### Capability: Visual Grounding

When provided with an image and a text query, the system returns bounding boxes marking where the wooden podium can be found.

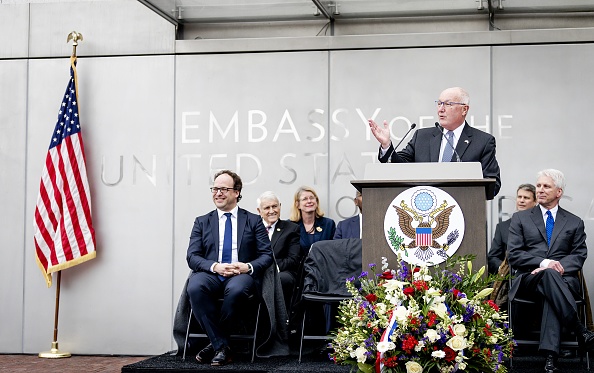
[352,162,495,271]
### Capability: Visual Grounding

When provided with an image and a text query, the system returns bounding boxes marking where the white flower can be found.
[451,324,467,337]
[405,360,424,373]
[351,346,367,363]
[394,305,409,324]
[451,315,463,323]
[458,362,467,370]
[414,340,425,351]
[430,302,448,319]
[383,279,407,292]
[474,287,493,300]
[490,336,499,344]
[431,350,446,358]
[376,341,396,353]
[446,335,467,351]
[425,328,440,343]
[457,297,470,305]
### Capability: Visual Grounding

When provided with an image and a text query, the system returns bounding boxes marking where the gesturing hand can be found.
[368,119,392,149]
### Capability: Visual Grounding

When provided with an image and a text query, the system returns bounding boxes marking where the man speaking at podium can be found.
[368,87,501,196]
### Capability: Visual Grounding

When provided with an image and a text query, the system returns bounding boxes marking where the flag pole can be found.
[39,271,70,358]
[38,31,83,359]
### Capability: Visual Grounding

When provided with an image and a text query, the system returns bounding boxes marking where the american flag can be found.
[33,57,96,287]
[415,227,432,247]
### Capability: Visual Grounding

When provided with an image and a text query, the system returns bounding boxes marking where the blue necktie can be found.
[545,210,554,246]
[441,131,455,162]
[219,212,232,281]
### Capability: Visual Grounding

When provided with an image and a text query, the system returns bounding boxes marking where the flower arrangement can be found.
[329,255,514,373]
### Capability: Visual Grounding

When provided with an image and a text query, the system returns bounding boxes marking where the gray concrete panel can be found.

————

The listing above needs to be output again exactly. Don't include the pictures.

### Capability: Visual Grounding

When provided with an image and a text query, the system returns bounding boxes marking where the wooden podium can be found.

[352,162,495,271]
### Capability: Visual Grounding

When provided with an image and a text query, the system returns bounding boxes marking where the white flower can be found.
[451,324,467,337]
[405,360,424,373]
[351,346,367,363]
[394,305,409,324]
[451,315,463,323]
[458,362,467,370]
[414,340,425,351]
[430,302,448,319]
[383,279,407,292]
[474,287,493,300]
[490,336,499,344]
[431,350,446,358]
[376,341,396,353]
[446,335,467,351]
[425,328,440,343]
[457,297,470,305]
### Capability: Visual Grounding

When provided with an image and a text query, the system returns bounding boxes marking where the gesturing hand can be found.
[368,119,392,149]
### Capability: Visual Grounding

When provided with an image and a text query, the system returns bounding boxes marking where the man speaking at podium can be found.
[368,87,501,196]
### Capability: Visual Grounding

When provided with an image and a text query, the system returns bounding boxes marking where the flag pole can be found.
[39,271,70,358]
[38,31,83,359]
### Capability: Visual Grounding

When provided with an image and a text query, the system returns bounding boxes marking where the american flag can be found.
[33,57,96,287]
[415,227,432,247]
### Capability: Visual Grounding

When provided with an image and a text query, the system returns bounding boxes marking where the blue necktie can be found.
[545,210,554,246]
[441,131,455,162]
[219,212,232,281]
### Capability: Visual Grounding

When provided with an image and a text query, the system returns bounding boxes marking where the flower arrangement can be found.
[329,255,514,373]
### Capability: Visual Grounding

When provided with an image and a text query, the system returns bounding boxes marking where the gray concrete panel can be found.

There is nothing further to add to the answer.